EXERCISE PROMPT: In the hospital visit text below, where was Moo Moo's crossword puzzle book put?

TEXT FOR ANALYSIS:
Kenny and I conferenced briefly.
“Don’t wake her,” he said.
And then we tiptoed into her room.
Poor Moo Moo. She looked awful. But on the other hand, she wasn’t in pain and she wasn’t suffering.
(And neither was the hospital staff.)
“Better let her sleep it off,” Kenny said. “Let’s hang here for awhile and see if she wakes up.”
I put her crossword puzzle book on her tray table and we tiptoed out and went to a lounge around the corner.
Periodically I’d go in and see if she was awake.
Nope.
She had been tased, bro.
And the nurses were pretty sure that she would NOT be going to the rehab facility tomorrow.
“She’s a little behind in her recovery,” said Deb. “I doubt that she will leave here on time.”
Thursday: Day Four Post-Op
As Deb predicted, Moo Moo was not moved to the rehab facility. She did look much improved, however. When we got to her room, she was sitting in a chair, nibbling at some lunch and checking on the stock market.

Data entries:
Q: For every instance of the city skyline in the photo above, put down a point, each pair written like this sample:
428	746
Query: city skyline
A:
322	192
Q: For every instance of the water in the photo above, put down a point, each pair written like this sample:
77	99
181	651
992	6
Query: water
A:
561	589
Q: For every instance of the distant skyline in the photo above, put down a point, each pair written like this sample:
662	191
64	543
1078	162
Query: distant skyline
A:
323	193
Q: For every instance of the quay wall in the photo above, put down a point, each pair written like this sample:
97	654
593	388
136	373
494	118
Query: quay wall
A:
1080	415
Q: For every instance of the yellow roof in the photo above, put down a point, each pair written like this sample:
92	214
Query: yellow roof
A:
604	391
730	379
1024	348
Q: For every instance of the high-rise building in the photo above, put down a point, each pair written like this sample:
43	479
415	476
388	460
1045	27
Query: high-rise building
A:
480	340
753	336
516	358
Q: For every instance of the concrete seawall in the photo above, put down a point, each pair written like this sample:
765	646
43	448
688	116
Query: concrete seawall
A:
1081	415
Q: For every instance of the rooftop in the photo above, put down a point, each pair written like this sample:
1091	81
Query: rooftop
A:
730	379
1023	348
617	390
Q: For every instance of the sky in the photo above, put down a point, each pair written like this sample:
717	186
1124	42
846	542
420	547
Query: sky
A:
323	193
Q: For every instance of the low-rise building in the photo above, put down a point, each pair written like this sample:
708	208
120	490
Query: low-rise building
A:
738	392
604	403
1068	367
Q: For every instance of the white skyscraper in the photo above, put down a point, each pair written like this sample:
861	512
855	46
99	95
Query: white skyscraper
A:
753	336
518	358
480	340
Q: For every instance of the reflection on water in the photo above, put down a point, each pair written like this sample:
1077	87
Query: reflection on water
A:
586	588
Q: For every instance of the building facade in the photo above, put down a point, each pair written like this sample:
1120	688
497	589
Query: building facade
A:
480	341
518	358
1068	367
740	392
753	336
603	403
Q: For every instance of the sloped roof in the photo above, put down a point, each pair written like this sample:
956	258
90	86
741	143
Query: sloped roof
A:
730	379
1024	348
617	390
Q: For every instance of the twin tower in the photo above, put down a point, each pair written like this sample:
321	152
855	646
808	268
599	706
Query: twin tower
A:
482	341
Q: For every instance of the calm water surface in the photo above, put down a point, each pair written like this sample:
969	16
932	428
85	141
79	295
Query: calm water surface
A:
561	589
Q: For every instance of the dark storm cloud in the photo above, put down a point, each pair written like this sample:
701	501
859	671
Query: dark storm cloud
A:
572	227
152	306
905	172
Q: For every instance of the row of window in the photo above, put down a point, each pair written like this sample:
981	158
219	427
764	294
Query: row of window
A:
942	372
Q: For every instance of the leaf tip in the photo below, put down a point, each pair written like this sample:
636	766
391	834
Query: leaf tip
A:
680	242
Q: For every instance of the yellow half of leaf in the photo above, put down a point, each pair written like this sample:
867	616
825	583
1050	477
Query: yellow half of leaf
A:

ANSWER TO THE EXERCISE: On her tray table.